Count the lines in the items below that contain the string "warehouse", treating uppercase and lowercase as different, and give only the number.

Data rows:
--- start ---

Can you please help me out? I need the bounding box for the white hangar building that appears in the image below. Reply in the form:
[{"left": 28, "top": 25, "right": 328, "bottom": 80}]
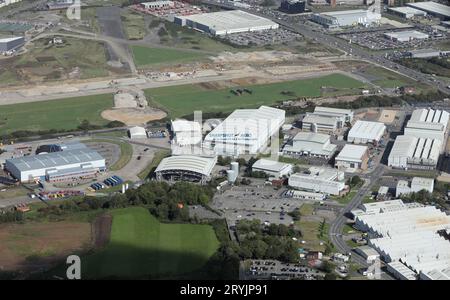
[
  {"left": 347, "top": 120, "right": 386, "bottom": 145},
  {"left": 155, "top": 155, "right": 217, "bottom": 184},
  {"left": 388, "top": 135, "right": 442, "bottom": 169},
  {"left": 174, "top": 10, "right": 279, "bottom": 35},
  {"left": 288, "top": 167, "right": 346, "bottom": 195},
  {"left": 5, "top": 148, "right": 106, "bottom": 182},
  {"left": 252, "top": 159, "right": 292, "bottom": 178},
  {"left": 352, "top": 200, "right": 450, "bottom": 280},
  {"left": 203, "top": 106, "right": 285, "bottom": 156},
  {"left": 171, "top": 119, "right": 202, "bottom": 146},
  {"left": 283, "top": 132, "right": 337, "bottom": 159}
]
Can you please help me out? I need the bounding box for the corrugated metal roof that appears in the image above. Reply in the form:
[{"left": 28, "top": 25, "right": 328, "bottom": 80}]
[{"left": 6, "top": 148, "right": 104, "bottom": 172}]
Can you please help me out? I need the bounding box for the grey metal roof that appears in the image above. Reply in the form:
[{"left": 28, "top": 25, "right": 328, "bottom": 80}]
[{"left": 6, "top": 148, "right": 104, "bottom": 172}]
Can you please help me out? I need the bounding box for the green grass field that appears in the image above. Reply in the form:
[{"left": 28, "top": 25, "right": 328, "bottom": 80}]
[
  {"left": 0, "top": 94, "right": 113, "bottom": 133},
  {"left": 82, "top": 207, "right": 219, "bottom": 278},
  {"left": 131, "top": 45, "right": 205, "bottom": 67},
  {"left": 145, "top": 74, "right": 364, "bottom": 118}
]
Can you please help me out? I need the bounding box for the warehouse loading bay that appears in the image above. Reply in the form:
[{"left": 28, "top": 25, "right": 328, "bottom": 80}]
[{"left": 0, "top": 133, "right": 170, "bottom": 208}]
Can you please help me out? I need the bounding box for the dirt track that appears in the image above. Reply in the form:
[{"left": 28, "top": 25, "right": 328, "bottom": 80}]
[{"left": 92, "top": 214, "right": 112, "bottom": 248}]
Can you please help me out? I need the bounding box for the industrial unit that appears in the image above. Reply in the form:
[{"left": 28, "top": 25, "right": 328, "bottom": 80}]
[
  {"left": 283, "top": 132, "right": 337, "bottom": 159},
  {"left": 174, "top": 10, "right": 279, "bottom": 35},
  {"left": 312, "top": 9, "right": 381, "bottom": 28},
  {"left": 288, "top": 167, "right": 346, "bottom": 195},
  {"left": 405, "top": 108, "right": 449, "bottom": 144},
  {"left": 0, "top": 36, "right": 25, "bottom": 52},
  {"left": 302, "top": 106, "right": 353, "bottom": 133},
  {"left": 155, "top": 155, "right": 217, "bottom": 184},
  {"left": 171, "top": 119, "right": 202, "bottom": 146},
  {"left": 347, "top": 120, "right": 386, "bottom": 145},
  {"left": 279, "top": 0, "right": 306, "bottom": 14},
  {"left": 128, "top": 126, "right": 148, "bottom": 139},
  {"left": 352, "top": 200, "right": 450, "bottom": 280},
  {"left": 140, "top": 1, "right": 174, "bottom": 9},
  {"left": 388, "top": 135, "right": 442, "bottom": 170},
  {"left": 384, "top": 30, "right": 430, "bottom": 42},
  {"left": 335, "top": 144, "right": 369, "bottom": 171},
  {"left": 388, "top": 6, "right": 427, "bottom": 19},
  {"left": 395, "top": 177, "right": 434, "bottom": 197},
  {"left": 406, "top": 1, "right": 450, "bottom": 20},
  {"left": 5, "top": 148, "right": 106, "bottom": 182},
  {"left": 252, "top": 159, "right": 292, "bottom": 178},
  {"left": 0, "top": 0, "right": 22, "bottom": 7},
  {"left": 203, "top": 106, "right": 285, "bottom": 156}
]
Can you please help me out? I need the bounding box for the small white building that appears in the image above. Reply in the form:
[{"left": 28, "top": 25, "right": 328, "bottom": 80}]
[
  {"left": 347, "top": 120, "right": 386, "bottom": 145},
  {"left": 335, "top": 144, "right": 369, "bottom": 171},
  {"left": 283, "top": 132, "right": 337, "bottom": 158},
  {"left": 395, "top": 177, "right": 434, "bottom": 197},
  {"left": 252, "top": 159, "right": 292, "bottom": 178},
  {"left": 171, "top": 119, "right": 202, "bottom": 146},
  {"left": 288, "top": 167, "right": 346, "bottom": 195},
  {"left": 128, "top": 126, "right": 147, "bottom": 139}
]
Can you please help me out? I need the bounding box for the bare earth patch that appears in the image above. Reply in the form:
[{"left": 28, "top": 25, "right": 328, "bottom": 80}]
[
  {"left": 101, "top": 107, "right": 167, "bottom": 125},
  {"left": 0, "top": 222, "right": 91, "bottom": 271}
]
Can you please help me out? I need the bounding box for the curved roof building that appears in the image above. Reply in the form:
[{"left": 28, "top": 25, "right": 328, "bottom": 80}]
[{"left": 155, "top": 155, "right": 217, "bottom": 184}]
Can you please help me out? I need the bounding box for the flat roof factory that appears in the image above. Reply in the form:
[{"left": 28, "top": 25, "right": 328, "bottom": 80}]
[
  {"left": 5, "top": 148, "right": 106, "bottom": 182},
  {"left": 252, "top": 159, "right": 292, "bottom": 178},
  {"left": 352, "top": 200, "right": 450, "bottom": 280},
  {"left": 335, "top": 144, "right": 369, "bottom": 170},
  {"left": 406, "top": 1, "right": 450, "bottom": 20},
  {"left": 283, "top": 132, "right": 337, "bottom": 158},
  {"left": 312, "top": 9, "right": 381, "bottom": 28},
  {"left": 384, "top": 30, "right": 430, "bottom": 42},
  {"left": 203, "top": 106, "right": 286, "bottom": 156},
  {"left": 347, "top": 120, "right": 386, "bottom": 144},
  {"left": 288, "top": 167, "right": 346, "bottom": 195},
  {"left": 388, "top": 6, "right": 427, "bottom": 19},
  {"left": 174, "top": 10, "right": 279, "bottom": 35}
]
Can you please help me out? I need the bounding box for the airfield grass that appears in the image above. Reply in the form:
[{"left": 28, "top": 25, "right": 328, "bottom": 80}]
[
  {"left": 131, "top": 45, "right": 205, "bottom": 67},
  {"left": 145, "top": 74, "right": 364, "bottom": 118},
  {"left": 82, "top": 207, "right": 219, "bottom": 278},
  {"left": 0, "top": 94, "right": 113, "bottom": 134}
]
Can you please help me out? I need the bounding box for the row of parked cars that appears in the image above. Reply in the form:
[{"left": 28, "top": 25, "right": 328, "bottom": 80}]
[{"left": 91, "top": 175, "right": 123, "bottom": 191}]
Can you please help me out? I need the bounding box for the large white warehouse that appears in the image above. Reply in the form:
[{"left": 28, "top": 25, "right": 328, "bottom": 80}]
[
  {"left": 405, "top": 108, "right": 449, "bottom": 144},
  {"left": 312, "top": 9, "right": 381, "bottom": 28},
  {"left": 347, "top": 120, "right": 386, "bottom": 145},
  {"left": 283, "top": 132, "right": 337, "bottom": 158},
  {"left": 352, "top": 200, "right": 450, "bottom": 280},
  {"left": 204, "top": 106, "right": 285, "bottom": 156},
  {"left": 5, "top": 148, "right": 106, "bottom": 182},
  {"left": 289, "top": 167, "right": 346, "bottom": 195},
  {"left": 388, "top": 135, "right": 442, "bottom": 169},
  {"left": 174, "top": 10, "right": 279, "bottom": 35}
]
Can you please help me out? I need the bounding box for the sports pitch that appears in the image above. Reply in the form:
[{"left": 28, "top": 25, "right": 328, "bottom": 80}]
[
  {"left": 145, "top": 74, "right": 365, "bottom": 118},
  {"left": 82, "top": 207, "right": 219, "bottom": 278},
  {"left": 0, "top": 94, "right": 113, "bottom": 134}
]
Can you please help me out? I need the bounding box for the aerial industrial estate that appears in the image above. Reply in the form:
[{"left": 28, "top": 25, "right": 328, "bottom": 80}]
[{"left": 0, "top": 0, "right": 450, "bottom": 280}]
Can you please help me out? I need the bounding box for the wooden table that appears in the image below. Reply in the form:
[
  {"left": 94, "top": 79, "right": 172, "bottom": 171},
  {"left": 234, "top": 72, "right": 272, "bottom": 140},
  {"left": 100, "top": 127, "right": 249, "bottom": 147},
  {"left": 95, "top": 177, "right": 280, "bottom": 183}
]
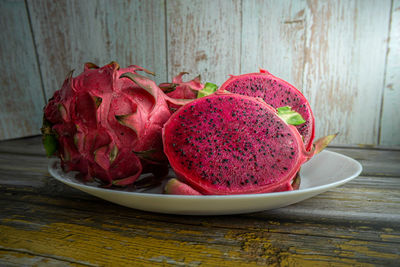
[{"left": 0, "top": 137, "right": 400, "bottom": 266}]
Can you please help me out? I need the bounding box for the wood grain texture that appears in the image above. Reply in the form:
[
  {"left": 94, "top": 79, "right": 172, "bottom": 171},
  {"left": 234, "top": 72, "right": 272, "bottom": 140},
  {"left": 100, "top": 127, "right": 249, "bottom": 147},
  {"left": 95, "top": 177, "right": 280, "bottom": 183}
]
[
  {"left": 167, "top": 0, "right": 241, "bottom": 85},
  {"left": 241, "top": 0, "right": 306, "bottom": 90},
  {"left": 28, "top": 0, "right": 166, "bottom": 98},
  {"left": 303, "top": 0, "right": 391, "bottom": 144},
  {"left": 380, "top": 0, "right": 400, "bottom": 145},
  {"left": 0, "top": 0, "right": 44, "bottom": 140}
]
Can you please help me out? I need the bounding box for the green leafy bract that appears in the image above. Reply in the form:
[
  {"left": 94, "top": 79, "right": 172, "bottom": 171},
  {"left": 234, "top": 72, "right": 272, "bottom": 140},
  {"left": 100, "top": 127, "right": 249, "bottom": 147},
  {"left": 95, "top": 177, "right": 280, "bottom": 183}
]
[{"left": 276, "top": 106, "right": 306, "bottom": 125}]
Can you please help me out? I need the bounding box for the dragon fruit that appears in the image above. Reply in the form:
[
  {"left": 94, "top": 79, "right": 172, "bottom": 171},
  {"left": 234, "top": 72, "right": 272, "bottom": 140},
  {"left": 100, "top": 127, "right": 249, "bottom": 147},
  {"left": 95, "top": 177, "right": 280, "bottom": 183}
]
[
  {"left": 42, "top": 62, "right": 191, "bottom": 186},
  {"left": 163, "top": 92, "right": 318, "bottom": 195},
  {"left": 218, "top": 69, "right": 315, "bottom": 151}
]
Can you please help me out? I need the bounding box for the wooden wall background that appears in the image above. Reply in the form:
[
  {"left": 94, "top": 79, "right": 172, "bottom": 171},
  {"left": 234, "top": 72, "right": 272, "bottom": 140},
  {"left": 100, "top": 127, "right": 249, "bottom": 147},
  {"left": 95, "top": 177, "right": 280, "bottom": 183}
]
[{"left": 0, "top": 0, "right": 400, "bottom": 146}]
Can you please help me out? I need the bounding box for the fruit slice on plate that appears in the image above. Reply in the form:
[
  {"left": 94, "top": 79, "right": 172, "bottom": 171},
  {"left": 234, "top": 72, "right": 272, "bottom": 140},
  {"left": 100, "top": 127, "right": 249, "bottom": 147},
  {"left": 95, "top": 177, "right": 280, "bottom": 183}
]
[{"left": 163, "top": 93, "right": 313, "bottom": 195}]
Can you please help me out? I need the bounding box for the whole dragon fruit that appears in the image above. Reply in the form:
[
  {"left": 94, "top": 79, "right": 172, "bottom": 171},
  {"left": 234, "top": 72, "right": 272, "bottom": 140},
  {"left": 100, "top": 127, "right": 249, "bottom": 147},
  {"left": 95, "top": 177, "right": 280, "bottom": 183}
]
[
  {"left": 42, "top": 62, "right": 191, "bottom": 186},
  {"left": 218, "top": 69, "right": 315, "bottom": 151},
  {"left": 163, "top": 92, "right": 327, "bottom": 195}
]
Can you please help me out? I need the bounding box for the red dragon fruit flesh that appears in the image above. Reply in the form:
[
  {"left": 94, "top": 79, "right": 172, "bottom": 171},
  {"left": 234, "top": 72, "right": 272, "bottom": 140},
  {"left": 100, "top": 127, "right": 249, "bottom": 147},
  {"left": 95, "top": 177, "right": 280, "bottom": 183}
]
[
  {"left": 42, "top": 62, "right": 191, "bottom": 186},
  {"left": 218, "top": 69, "right": 315, "bottom": 151},
  {"left": 163, "top": 92, "right": 314, "bottom": 195}
]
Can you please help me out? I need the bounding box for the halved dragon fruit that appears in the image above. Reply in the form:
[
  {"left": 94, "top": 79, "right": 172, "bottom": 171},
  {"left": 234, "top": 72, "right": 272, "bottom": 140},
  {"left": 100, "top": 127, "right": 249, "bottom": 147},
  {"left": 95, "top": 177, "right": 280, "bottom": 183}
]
[
  {"left": 163, "top": 92, "right": 320, "bottom": 195},
  {"left": 218, "top": 69, "right": 315, "bottom": 151},
  {"left": 42, "top": 62, "right": 191, "bottom": 186}
]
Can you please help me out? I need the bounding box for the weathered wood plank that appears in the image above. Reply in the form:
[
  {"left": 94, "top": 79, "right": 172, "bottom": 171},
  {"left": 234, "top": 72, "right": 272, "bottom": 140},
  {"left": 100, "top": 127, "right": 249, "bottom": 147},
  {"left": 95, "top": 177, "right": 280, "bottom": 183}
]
[
  {"left": 28, "top": 0, "right": 166, "bottom": 98},
  {"left": 0, "top": 251, "right": 93, "bottom": 267},
  {"left": 380, "top": 0, "right": 400, "bottom": 145},
  {"left": 241, "top": 0, "right": 306, "bottom": 87},
  {"left": 0, "top": 0, "right": 44, "bottom": 140},
  {"left": 0, "top": 136, "right": 46, "bottom": 156},
  {"left": 0, "top": 196, "right": 400, "bottom": 266},
  {"left": 0, "top": 175, "right": 400, "bottom": 230},
  {"left": 303, "top": 0, "right": 391, "bottom": 147},
  {"left": 167, "top": 0, "right": 241, "bottom": 85}
]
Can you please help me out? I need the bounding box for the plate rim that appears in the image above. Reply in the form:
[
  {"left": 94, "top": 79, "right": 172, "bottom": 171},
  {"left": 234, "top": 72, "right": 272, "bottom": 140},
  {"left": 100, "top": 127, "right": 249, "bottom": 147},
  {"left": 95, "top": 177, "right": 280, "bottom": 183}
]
[{"left": 48, "top": 150, "right": 363, "bottom": 200}]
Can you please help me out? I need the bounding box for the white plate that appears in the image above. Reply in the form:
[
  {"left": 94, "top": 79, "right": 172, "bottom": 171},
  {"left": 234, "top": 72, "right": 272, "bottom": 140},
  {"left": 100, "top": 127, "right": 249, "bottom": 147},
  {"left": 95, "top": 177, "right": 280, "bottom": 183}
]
[{"left": 49, "top": 150, "right": 362, "bottom": 215}]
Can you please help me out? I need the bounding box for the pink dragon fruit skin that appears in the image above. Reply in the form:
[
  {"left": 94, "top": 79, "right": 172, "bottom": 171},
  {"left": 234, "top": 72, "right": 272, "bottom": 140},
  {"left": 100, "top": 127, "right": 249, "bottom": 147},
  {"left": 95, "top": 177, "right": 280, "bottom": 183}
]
[
  {"left": 42, "top": 62, "right": 186, "bottom": 186},
  {"left": 218, "top": 69, "right": 315, "bottom": 151},
  {"left": 163, "top": 92, "right": 315, "bottom": 195}
]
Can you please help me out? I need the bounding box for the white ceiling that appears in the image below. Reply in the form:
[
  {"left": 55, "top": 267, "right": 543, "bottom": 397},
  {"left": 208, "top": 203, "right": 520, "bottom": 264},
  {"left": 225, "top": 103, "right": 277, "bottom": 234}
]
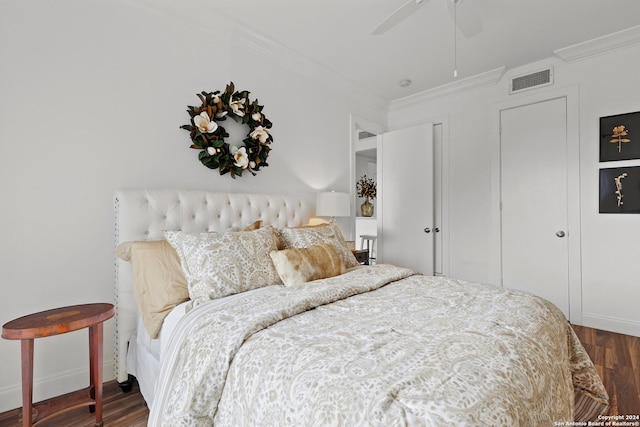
[{"left": 166, "top": 0, "right": 640, "bottom": 101}]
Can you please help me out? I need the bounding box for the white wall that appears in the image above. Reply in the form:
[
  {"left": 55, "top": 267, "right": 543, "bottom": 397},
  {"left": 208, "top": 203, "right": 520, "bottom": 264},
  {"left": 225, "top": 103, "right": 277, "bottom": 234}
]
[
  {"left": 389, "top": 44, "right": 640, "bottom": 336},
  {"left": 0, "top": 0, "right": 386, "bottom": 411}
]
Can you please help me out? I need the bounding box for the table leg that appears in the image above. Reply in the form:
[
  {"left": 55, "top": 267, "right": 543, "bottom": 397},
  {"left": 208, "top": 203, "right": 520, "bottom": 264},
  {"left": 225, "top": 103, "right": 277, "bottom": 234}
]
[
  {"left": 21, "top": 339, "right": 33, "bottom": 427},
  {"left": 89, "top": 323, "right": 103, "bottom": 427}
]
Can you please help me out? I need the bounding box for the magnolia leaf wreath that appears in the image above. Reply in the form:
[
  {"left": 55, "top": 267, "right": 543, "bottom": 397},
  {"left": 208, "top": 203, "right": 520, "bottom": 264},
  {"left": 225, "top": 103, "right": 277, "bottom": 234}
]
[{"left": 180, "top": 82, "right": 273, "bottom": 178}]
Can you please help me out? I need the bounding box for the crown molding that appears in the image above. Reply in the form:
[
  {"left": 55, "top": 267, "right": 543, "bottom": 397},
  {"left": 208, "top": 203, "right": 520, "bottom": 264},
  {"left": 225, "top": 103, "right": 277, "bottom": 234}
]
[
  {"left": 232, "top": 26, "right": 389, "bottom": 113},
  {"left": 389, "top": 67, "right": 507, "bottom": 111},
  {"left": 553, "top": 25, "right": 640, "bottom": 62}
]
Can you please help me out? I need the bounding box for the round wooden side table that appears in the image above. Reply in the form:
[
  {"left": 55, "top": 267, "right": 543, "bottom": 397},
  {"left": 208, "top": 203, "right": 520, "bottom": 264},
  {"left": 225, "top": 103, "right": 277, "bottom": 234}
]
[{"left": 2, "top": 303, "right": 114, "bottom": 427}]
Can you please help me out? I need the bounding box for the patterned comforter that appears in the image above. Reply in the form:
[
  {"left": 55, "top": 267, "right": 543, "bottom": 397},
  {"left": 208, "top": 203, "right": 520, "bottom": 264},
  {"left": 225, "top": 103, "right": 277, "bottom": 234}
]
[{"left": 149, "top": 265, "right": 608, "bottom": 426}]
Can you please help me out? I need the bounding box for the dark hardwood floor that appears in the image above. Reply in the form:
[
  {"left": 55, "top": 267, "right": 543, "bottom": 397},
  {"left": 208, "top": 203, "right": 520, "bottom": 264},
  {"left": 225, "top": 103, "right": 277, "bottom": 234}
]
[
  {"left": 573, "top": 325, "right": 640, "bottom": 415},
  {"left": 0, "top": 326, "right": 640, "bottom": 427}
]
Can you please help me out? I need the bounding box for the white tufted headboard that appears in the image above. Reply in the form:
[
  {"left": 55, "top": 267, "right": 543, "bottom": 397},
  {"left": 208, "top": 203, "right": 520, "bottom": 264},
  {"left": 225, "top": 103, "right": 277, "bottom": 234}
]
[{"left": 114, "top": 189, "right": 314, "bottom": 383}]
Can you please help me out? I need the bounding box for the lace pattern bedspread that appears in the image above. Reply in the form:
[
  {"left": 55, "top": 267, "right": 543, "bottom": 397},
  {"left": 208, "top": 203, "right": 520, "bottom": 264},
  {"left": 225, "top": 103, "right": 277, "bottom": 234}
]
[{"left": 149, "top": 265, "right": 608, "bottom": 426}]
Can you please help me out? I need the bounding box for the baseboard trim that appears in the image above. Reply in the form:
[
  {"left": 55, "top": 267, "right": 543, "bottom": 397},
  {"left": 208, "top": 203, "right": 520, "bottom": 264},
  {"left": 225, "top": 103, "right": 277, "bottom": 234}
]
[
  {"left": 582, "top": 313, "right": 640, "bottom": 337},
  {"left": 0, "top": 359, "right": 115, "bottom": 412}
]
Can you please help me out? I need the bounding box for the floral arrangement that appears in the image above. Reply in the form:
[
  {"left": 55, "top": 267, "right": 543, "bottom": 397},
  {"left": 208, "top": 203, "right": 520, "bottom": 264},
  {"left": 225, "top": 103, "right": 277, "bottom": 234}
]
[
  {"left": 180, "top": 82, "right": 273, "bottom": 178},
  {"left": 356, "top": 175, "right": 376, "bottom": 199}
]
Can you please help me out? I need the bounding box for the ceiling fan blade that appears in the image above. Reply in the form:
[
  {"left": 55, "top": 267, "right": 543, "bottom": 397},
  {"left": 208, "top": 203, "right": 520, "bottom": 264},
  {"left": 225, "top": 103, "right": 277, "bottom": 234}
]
[
  {"left": 447, "top": 0, "right": 482, "bottom": 38},
  {"left": 371, "top": 0, "right": 428, "bottom": 36}
]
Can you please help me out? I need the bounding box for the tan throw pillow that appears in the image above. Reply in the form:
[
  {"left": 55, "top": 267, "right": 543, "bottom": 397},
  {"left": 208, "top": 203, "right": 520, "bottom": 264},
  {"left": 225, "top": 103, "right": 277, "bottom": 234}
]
[
  {"left": 243, "top": 219, "right": 262, "bottom": 231},
  {"left": 116, "top": 240, "right": 189, "bottom": 339},
  {"left": 164, "top": 227, "right": 281, "bottom": 306},
  {"left": 269, "top": 243, "right": 346, "bottom": 286},
  {"left": 276, "top": 223, "right": 359, "bottom": 268}
]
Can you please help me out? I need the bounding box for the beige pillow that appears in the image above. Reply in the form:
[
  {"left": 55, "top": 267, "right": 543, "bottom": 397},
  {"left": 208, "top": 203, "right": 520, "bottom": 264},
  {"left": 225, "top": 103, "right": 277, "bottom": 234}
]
[
  {"left": 276, "top": 223, "right": 359, "bottom": 268},
  {"left": 116, "top": 240, "right": 189, "bottom": 338},
  {"left": 243, "top": 219, "right": 262, "bottom": 231},
  {"left": 269, "top": 243, "right": 346, "bottom": 286},
  {"left": 164, "top": 227, "right": 282, "bottom": 306}
]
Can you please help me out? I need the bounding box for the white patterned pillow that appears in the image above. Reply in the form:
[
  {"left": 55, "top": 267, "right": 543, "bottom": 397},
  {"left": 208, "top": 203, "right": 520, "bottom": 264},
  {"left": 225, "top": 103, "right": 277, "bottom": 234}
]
[
  {"left": 276, "top": 223, "right": 359, "bottom": 268},
  {"left": 164, "top": 227, "right": 282, "bottom": 306}
]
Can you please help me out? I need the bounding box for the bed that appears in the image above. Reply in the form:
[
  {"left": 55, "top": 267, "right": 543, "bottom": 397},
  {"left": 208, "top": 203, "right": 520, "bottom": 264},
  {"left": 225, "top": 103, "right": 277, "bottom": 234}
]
[{"left": 115, "top": 190, "right": 608, "bottom": 426}]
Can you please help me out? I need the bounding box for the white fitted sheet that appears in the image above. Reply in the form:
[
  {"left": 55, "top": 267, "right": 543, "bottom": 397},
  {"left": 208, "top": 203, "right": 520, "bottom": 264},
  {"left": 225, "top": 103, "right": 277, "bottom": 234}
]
[{"left": 127, "top": 301, "right": 188, "bottom": 408}]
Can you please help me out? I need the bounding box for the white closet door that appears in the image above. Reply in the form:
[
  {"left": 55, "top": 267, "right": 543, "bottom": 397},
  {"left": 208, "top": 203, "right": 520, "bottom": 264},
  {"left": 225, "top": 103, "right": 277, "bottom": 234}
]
[
  {"left": 378, "top": 123, "right": 434, "bottom": 275},
  {"left": 500, "top": 98, "right": 569, "bottom": 317}
]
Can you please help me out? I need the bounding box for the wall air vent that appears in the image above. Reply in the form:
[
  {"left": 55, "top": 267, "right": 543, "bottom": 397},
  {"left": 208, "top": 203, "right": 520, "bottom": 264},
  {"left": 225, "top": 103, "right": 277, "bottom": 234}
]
[{"left": 509, "top": 67, "right": 553, "bottom": 94}]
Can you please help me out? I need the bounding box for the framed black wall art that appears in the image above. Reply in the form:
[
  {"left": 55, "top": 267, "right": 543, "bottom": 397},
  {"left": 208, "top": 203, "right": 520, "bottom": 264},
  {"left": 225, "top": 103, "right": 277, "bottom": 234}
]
[
  {"left": 600, "top": 111, "right": 640, "bottom": 162},
  {"left": 600, "top": 166, "right": 640, "bottom": 213}
]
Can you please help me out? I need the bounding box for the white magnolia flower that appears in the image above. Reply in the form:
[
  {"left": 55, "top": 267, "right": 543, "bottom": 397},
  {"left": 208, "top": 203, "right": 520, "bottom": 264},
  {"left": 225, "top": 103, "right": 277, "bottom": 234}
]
[
  {"left": 193, "top": 111, "right": 218, "bottom": 133},
  {"left": 249, "top": 126, "right": 269, "bottom": 144},
  {"left": 229, "top": 98, "right": 246, "bottom": 117},
  {"left": 231, "top": 146, "right": 249, "bottom": 169}
]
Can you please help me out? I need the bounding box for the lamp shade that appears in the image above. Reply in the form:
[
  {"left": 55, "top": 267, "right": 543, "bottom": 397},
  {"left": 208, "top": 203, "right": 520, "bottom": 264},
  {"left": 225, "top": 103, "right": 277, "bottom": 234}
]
[{"left": 316, "top": 191, "right": 351, "bottom": 217}]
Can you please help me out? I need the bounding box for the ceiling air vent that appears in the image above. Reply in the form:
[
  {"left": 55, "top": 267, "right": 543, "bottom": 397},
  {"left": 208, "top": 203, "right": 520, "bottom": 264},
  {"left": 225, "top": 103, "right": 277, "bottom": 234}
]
[{"left": 509, "top": 67, "right": 553, "bottom": 94}]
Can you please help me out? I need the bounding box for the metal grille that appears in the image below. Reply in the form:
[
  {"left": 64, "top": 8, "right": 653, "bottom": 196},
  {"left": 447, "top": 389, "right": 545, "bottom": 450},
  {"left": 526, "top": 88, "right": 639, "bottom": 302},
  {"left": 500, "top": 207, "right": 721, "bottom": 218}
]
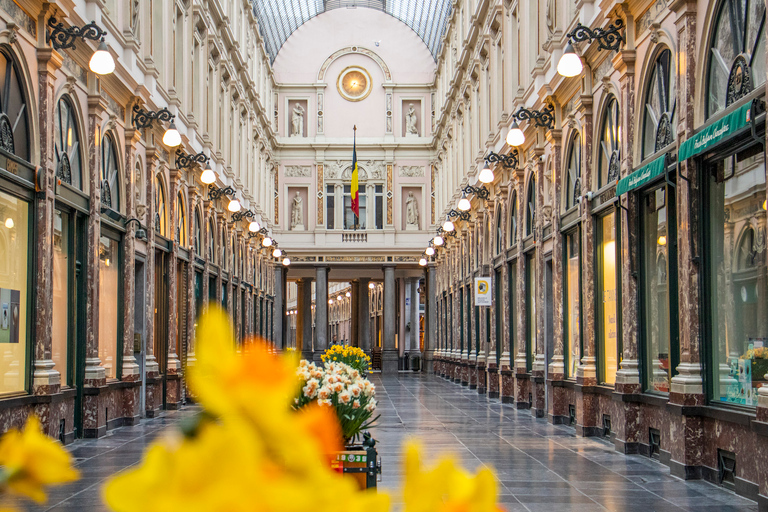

--- end ---

Finished task: 2